## [Requirement]
All records are to be retyped faithfully and completely.

## [Stored records]
____

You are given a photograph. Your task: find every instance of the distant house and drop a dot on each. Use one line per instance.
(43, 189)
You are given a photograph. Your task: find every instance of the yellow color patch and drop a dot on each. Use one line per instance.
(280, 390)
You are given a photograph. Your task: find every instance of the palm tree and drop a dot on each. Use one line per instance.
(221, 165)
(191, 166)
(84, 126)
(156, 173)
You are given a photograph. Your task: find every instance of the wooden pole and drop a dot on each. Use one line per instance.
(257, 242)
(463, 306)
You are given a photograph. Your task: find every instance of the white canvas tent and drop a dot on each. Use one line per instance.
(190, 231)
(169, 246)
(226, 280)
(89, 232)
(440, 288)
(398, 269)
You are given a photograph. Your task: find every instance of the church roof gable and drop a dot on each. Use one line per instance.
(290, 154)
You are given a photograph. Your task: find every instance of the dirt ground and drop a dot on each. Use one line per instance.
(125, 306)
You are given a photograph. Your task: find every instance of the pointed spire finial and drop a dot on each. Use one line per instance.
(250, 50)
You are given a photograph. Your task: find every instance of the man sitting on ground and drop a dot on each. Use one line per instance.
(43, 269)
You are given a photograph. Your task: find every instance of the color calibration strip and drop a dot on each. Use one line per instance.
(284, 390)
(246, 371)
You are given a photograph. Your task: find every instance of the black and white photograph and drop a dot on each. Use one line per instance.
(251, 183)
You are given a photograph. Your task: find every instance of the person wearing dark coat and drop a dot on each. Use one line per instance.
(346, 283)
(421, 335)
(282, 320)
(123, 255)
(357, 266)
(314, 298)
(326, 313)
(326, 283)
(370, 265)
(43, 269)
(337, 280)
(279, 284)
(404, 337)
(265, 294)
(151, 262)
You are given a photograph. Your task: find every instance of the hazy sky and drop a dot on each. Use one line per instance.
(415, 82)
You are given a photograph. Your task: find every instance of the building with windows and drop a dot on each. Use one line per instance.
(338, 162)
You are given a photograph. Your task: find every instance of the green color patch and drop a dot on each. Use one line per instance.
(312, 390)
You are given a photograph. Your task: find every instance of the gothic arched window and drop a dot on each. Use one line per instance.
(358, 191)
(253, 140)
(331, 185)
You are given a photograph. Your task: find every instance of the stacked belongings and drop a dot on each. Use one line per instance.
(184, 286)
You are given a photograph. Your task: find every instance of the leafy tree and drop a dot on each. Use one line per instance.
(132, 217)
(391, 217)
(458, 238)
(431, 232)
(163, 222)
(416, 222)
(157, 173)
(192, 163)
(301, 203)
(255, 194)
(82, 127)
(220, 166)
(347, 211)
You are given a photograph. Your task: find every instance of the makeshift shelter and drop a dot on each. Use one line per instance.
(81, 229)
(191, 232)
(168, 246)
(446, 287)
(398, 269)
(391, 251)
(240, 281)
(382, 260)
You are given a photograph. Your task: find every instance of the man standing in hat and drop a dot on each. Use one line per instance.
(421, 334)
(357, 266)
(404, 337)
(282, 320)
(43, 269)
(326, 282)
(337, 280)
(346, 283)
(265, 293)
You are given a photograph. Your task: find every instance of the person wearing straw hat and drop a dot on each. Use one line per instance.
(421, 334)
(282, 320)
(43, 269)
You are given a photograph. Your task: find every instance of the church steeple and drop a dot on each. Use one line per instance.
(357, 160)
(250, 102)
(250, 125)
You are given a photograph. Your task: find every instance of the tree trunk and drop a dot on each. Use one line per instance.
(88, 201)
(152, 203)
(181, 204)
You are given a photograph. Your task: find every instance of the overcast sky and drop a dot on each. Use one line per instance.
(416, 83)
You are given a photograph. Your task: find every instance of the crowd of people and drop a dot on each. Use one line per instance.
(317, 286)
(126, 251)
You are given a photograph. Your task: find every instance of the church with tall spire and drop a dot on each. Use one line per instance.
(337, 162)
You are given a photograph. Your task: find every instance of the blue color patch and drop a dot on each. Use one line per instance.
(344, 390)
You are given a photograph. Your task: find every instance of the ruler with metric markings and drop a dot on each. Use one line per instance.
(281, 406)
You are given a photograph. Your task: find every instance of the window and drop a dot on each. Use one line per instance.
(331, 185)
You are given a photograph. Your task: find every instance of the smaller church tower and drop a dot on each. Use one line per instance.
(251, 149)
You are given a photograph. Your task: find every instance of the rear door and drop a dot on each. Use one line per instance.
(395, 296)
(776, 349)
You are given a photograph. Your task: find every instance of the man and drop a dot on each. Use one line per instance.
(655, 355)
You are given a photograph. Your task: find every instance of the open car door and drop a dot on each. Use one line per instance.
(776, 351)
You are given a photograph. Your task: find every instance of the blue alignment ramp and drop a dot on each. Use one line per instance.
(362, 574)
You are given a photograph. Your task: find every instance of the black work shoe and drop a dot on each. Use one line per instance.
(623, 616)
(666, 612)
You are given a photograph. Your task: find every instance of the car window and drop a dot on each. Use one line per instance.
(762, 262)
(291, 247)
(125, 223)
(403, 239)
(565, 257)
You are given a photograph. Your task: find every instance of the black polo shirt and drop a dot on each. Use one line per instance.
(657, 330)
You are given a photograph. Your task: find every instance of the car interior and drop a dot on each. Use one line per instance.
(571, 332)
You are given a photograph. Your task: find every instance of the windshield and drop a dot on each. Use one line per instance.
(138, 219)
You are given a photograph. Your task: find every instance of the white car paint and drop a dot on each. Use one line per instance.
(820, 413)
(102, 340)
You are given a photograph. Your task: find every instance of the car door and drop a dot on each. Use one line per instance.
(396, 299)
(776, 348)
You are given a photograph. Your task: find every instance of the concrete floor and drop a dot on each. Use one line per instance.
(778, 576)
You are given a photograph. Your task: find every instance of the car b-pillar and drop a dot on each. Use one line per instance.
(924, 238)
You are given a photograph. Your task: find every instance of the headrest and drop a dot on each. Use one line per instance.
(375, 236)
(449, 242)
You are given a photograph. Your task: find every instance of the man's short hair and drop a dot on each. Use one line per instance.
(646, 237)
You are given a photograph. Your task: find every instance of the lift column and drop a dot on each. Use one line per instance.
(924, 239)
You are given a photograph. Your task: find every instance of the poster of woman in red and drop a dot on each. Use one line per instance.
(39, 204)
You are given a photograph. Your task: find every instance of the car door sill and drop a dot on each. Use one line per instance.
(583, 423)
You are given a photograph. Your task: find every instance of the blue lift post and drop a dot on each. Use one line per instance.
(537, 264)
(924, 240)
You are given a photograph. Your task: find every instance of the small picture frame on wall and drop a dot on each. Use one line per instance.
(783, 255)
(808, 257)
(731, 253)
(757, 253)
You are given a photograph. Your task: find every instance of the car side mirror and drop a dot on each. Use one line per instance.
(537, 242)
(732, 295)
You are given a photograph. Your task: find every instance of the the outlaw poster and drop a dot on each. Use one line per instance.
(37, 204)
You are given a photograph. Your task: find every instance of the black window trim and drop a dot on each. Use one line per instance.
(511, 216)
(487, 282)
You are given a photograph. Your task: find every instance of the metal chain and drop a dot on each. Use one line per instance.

____

## [Solution to the problem]
You are given a photograph. Your task: find every instance of the distant house and drop a dot on each. Use one line per instance.
(43, 189)
You are given a photograph. Your task: find every instance of the yellow color patch and drop a dot on each. Use one line per instance.
(280, 390)
You are given a photograph. Your task: find every instance of the palm tree and drop a dot on each. Use one line per instance.
(221, 165)
(191, 166)
(84, 126)
(156, 173)
You are given a photograph. Your task: find every instance of the wooden pole and drop a dot on each. Use one line per instance.
(257, 242)
(463, 306)
You are given a photograph. Your task: find every instance of the white canvas tent and drop a dot on each. Use one line per instance.
(190, 231)
(169, 246)
(226, 280)
(89, 232)
(440, 288)
(398, 269)
You are given a photograph. Your task: find every instance of the church roof gable and drop a dot on each. Use one line per instance.
(290, 154)
You are given a photograph. Your task: find every instance of the dirt ground and drop a dot on each. Use one line per instance.
(125, 306)
You are given a photograph. Your task: find every instance of the pointed spire finial and drop a dot on each. Use one line per instance.
(250, 50)
You are given a photograph. Your task: find every instance of the man sitting on ground and drop a dot on each. Use one line per instance.
(43, 269)
You are given a photograph. Your task: find every instance of the color calibration strip and drop a dot on each. Use one line per instance.
(284, 390)
(246, 371)
You are given a photograph. Your task: find every instance of the black and white photograph and drop a dot on each. Use one line per instance.
(251, 183)
You are given a photograph. Your task: find every instance of the person wearing dark coat and drop a dot on each. Use one line per instance.
(346, 283)
(421, 335)
(282, 320)
(123, 255)
(357, 266)
(314, 298)
(326, 313)
(326, 283)
(370, 265)
(43, 269)
(337, 280)
(279, 284)
(404, 337)
(265, 294)
(151, 262)
You are given a photograph. Your task: find every instance of the hazy sky and drop a dot on each. Use one line per instance.
(415, 82)
You are given a photograph. Your task: find every instance of the building with windows and drop a dot on each. Use one line per instance.
(338, 162)
You are given a photograph. Your task: find every instance of the green color patch and drop a dot on each. Use one line per instance.
(312, 390)
You are given a photograph. Your task: find every instance of the gothic arched window and drop a dot on each. Use one line per instance.
(358, 191)
(253, 140)
(331, 185)
You are given a photograph. Your task: find every instance of the stacked belongings and drop a dot on each. Use one line per instance.
(184, 286)
You are given a photograph. Your task: find every instance of the leafy tree and drop a dot on each. Use one line per instance.
(132, 217)
(391, 217)
(458, 238)
(431, 232)
(163, 222)
(416, 222)
(157, 173)
(192, 163)
(301, 203)
(255, 194)
(82, 127)
(220, 166)
(347, 211)
You are given a photograph. Your task: find every instance of the makeshift shelter and drop a dot on each. Use one line per instance.
(81, 229)
(191, 232)
(168, 246)
(446, 287)
(398, 269)
(391, 251)
(240, 281)
(382, 260)
You are given a photograph. Your task: find every instance of the man standing in hat and drop a dot on each. Use one line per instance.
(421, 334)
(357, 266)
(404, 337)
(282, 320)
(43, 269)
(326, 282)
(337, 280)
(346, 283)
(265, 293)
You are given a photograph. Your task: find every instance of the person wearing straw hat and drop a dot on each. Use one line per instance.
(421, 334)
(282, 320)
(43, 269)
You are given a photograph. Your task: find every instance of the church steeple and drop a dot on each. Use one line per instance.
(357, 160)
(250, 102)
(250, 125)
You are given a photograph. Your task: find every instance of the tree trunk and drop a dot on each. Use one line per instance.
(88, 201)
(152, 203)
(181, 204)
You are given a photograph. Your task: find every instance of the overcast sky and drop a dot on each. Use one line per instance.
(416, 83)
You are given a photograph. Your task: find every instance of the crowd of people and drop a dot on each. Use one line per instance.
(317, 286)
(126, 251)
You are given a photograph. Your task: find every instance of the church with tall spire and drop a dot on each. Use one line per instance.
(337, 162)
You are given a photograph. Your task: find every instance of the blue color patch and drop a dot on each. Use one line per instance.
(344, 390)
You are given a photograph. Your task: find every instance of the ruler with metric markings and drop a dot on each. Use one line per instance.
(281, 406)
You are given a photograph. Your task: find every instance of the window and drop a dot on each. Use one line per instance.
(331, 185)
You are given a photograph. Your task: find every instance of the smaller church tower and drop a dot on each. Use one line per instance.
(251, 149)
You are given a photograph. Your task: find every instance of the rear door and drop a dot on each. Use one line per instance.
(395, 296)
(776, 349)
You are given a photograph. Your task: find every instance of the man and drop a dot on each. Use one line per instance.
(655, 355)
You are given a photograph. Your task: find every instance of the open car door and drop a dot on each. Use one line per instance.
(776, 351)
You are given a photograph. Your task: find every instance of the blue alignment ramp and drop a dot on each. Use one line per instance.
(362, 574)
You are given a photograph. Your task: find every instance of the black work shoe and drop a dot on each. Use one line per instance.
(623, 616)
(666, 612)
You are given a photograph. Your task: find every instance of the car window and drop a dot on each. Use one line per instance.
(762, 262)
(291, 247)
(125, 223)
(403, 239)
(565, 257)
You are given a photograph. Your task: find every instance of the black polo shirt and drop a dot on each. Use one line per instance.
(657, 330)
You are given a photograph. Your task: find every instance of the car interior and drop a dot on each. Use one line per instance.
(571, 332)
You are given a photograph. Your task: find every instance of the windshield and drop a dot on each. Use one line per instance.
(138, 219)
You are given a photograph. Your task: find every instance of the white car paint and drop a dot on each. Use one line per instance.
(820, 413)
(102, 340)
You are given a photograph. Your task: find every instance of the car door and drop a dot on each. Use one line per instance.
(396, 299)
(776, 348)
You are given a photograph. Your task: find every instance of the concrete floor and drop a dot on each. Use one line per instance.
(778, 576)
You are given a photograph. Your task: find every instance of the car b-pillar and drop a dot on each. Use one line per instance.
(924, 238)
You are given a photograph. Your task: find every instance of the headrest and drop a dot on each. Use one line per instance.
(375, 236)
(449, 242)
You are given a photograph. Your task: find every instance of the man's short hair and drop a dot on each. Use one line per instance.
(646, 237)
You are given a photograph. Your task: find every instance of the lift column and drop a dot on each. Use one line per instance.
(924, 239)
You are given a photograph. Your task: find every instance of the poster of woman in red and drop a dot on each. Use one line per instance.
(39, 204)
You are given a photograph. Your task: find every instance of the car door sill and drop a dot on each. Use one line per instance.
(583, 423)
You are given a photograph. Your task: find every instance of the blue lift post and drop a dot on each. Use one line per instance.
(537, 264)
(924, 240)
You are given a photograph. Your task: find every instance of the small picture frame on wall and drop a dot on each. Use one line per instance.
(783, 255)
(808, 257)
(731, 253)
(757, 253)
You are given a photograph. Your task: find every instance of the car side mirror and drop a dot on each. Use one line per instance.
(537, 242)
(732, 295)
You are given a photograph. Your task: find every instance of the the outlaw poster and drop a dot on each. Use one line per instance.
(37, 204)
You are given a photograph. Your task: find every instance of the black window trim and drop a dot on each. Use one line per instance.
(511, 216)
(487, 282)
You are given a photograph. Your task: find every instance of the metal chain and drop a dot on each. Use one line per instance.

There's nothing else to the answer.